[Raw records]
- - -

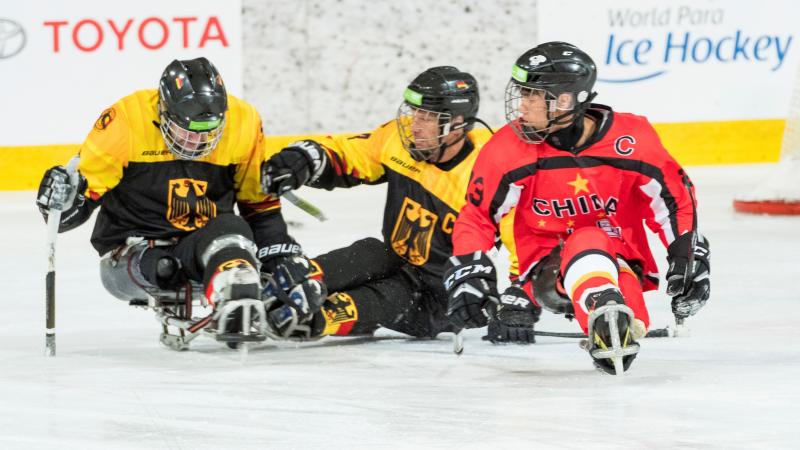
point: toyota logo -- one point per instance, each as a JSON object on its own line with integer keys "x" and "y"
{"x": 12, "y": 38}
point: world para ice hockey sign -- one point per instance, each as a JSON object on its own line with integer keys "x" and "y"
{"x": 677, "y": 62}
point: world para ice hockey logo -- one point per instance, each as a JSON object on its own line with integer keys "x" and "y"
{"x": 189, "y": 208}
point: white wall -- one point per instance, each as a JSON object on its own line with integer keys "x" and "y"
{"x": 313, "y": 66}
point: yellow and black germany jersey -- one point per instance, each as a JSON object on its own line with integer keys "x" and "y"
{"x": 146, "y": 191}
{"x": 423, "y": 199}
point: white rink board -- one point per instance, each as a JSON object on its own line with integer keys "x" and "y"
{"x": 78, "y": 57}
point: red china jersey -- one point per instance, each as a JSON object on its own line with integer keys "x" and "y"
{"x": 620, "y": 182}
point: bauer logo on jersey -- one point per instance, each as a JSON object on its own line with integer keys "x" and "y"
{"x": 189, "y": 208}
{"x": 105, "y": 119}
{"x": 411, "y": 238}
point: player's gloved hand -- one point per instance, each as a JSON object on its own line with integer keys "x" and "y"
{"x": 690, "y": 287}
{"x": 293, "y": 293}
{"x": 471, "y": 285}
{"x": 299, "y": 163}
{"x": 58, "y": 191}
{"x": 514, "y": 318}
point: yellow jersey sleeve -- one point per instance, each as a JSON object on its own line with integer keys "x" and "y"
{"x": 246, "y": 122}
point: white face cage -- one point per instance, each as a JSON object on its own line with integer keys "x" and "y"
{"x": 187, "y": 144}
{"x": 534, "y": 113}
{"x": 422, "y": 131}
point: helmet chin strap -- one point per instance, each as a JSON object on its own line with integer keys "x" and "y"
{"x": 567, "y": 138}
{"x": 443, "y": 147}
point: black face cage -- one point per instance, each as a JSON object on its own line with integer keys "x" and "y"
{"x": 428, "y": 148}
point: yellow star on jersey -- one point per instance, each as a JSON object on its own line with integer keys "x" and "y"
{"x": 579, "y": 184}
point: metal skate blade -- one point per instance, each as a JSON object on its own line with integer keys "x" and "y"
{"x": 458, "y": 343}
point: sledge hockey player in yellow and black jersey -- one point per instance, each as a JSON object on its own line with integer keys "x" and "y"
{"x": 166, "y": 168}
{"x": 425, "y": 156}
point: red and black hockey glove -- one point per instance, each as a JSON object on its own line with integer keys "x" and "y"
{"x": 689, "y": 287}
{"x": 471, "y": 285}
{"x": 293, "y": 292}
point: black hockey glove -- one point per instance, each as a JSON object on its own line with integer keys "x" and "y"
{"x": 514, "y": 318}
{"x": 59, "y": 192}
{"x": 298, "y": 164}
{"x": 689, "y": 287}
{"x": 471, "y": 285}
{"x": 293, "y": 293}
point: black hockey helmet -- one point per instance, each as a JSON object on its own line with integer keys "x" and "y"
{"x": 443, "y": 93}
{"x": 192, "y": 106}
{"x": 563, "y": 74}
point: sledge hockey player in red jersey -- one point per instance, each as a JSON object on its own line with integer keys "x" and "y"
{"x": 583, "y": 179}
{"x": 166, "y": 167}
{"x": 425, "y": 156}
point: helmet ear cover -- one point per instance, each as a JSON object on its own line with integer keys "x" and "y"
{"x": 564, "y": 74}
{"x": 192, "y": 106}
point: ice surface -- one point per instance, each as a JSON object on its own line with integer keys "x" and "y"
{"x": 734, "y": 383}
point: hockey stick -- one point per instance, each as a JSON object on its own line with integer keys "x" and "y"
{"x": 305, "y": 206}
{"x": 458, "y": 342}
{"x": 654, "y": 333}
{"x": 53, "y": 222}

- - -

### What this task involves
In the copy, include no pictures; restate the listing above exactly.

### Solved problem
point: toyota logo -- one point per instance, each as a JSON object on its own line with integer keys "x" and "y"
{"x": 12, "y": 38}
point: world para ice hockey sign -- one point per instance, each as a JSON object on its own line with integer keys "x" and "y"
{"x": 677, "y": 62}
point: world para ice hockey logo -- one point per instance, each as a JSON object on its own line with integer keys "x" and "y"
{"x": 189, "y": 208}
point: white wall -- one point per instance, each as a JSON object on its own line with integer keys "x" and "y"
{"x": 313, "y": 66}
point: yellow and black germany jersey -- one point per instance, each as a JSON object on its own line with integer keys "x" and "y"
{"x": 146, "y": 191}
{"x": 423, "y": 199}
point: white rink board -- one point per instance, each as a JSON object on its own line with integer keys "x" and "y"
{"x": 78, "y": 57}
point: red china jersey -- one point per instance, each as a JSON object on its own line with integer keys "x" and "y"
{"x": 620, "y": 182}
point: bauer logo on jersey -- one point per instance, each as a JSON object on its own line with integer keys "x" and "y"
{"x": 189, "y": 208}
{"x": 105, "y": 119}
{"x": 411, "y": 238}
point: player's gloved hand -- one point per instance, each as a JSON object on its own line with integer keys "x" and "y"
{"x": 690, "y": 287}
{"x": 293, "y": 293}
{"x": 471, "y": 285}
{"x": 299, "y": 163}
{"x": 58, "y": 191}
{"x": 514, "y": 318}
point: yellow jersey sleeve -- one point per instance, each as a JSON object on its own line with integer keys "x" and "y"
{"x": 246, "y": 122}
point: white face cage -- one point per instance, each as a JSON object on its own line with integer keys "x" and "y"
{"x": 187, "y": 144}
{"x": 534, "y": 113}
{"x": 422, "y": 131}
point: helmet chin strap -- one point per instance, each as a JSON object on its own line with integer keys "x" and "y"
{"x": 567, "y": 138}
{"x": 443, "y": 147}
point: black face cage -- one point per instance, each as a JSON object on its own line with integer keys "x" and "y"
{"x": 428, "y": 148}
point: yellow star on jersey -- one point per instance, each as a JSON object on its own line with integer keys "x" and "y"
{"x": 579, "y": 184}
point: metal skate blade -- one point per instance, each as a JSON object on its own line with integer keys "x" and "y"
{"x": 458, "y": 343}
point: sledge hockey player in yellow and black jersey -- one point per instance, each as a JSON object on its own line with integer keys "x" and "y"
{"x": 166, "y": 168}
{"x": 425, "y": 156}
point: red and black hockey glove -- one point per instance, each as a JSON object on its own line with integer keys "x" and "y"
{"x": 689, "y": 287}
{"x": 471, "y": 285}
{"x": 293, "y": 292}
point: black hockey glove -- one point per instance, each as a JSON object on its own line with integer keys "x" and "y"
{"x": 514, "y": 318}
{"x": 59, "y": 192}
{"x": 298, "y": 164}
{"x": 689, "y": 287}
{"x": 471, "y": 285}
{"x": 293, "y": 293}
point: black hockey helmet -- one point per instance, each as a JSON object on its own line with integer keys "x" and "y"
{"x": 443, "y": 93}
{"x": 192, "y": 106}
{"x": 563, "y": 74}
point: sledge hockey player in red jersey -- one point per instance, each as a JSON object on its own line with integer keys "x" and "y"
{"x": 583, "y": 179}
{"x": 166, "y": 167}
{"x": 425, "y": 156}
point: helmet ear cover -- one point per instance, each as a JSON object on its own line with integer keys "x" and "y"
{"x": 564, "y": 74}
{"x": 192, "y": 106}
point: ice surface -- one point per instance, each as a JSON object on its own line with integer keys "x" and "y"
{"x": 734, "y": 383}
point: hockey stick -- one point per instance, each as a JSON object on its own line with integer keys "x" and "y"
{"x": 305, "y": 206}
{"x": 458, "y": 342}
{"x": 654, "y": 333}
{"x": 53, "y": 222}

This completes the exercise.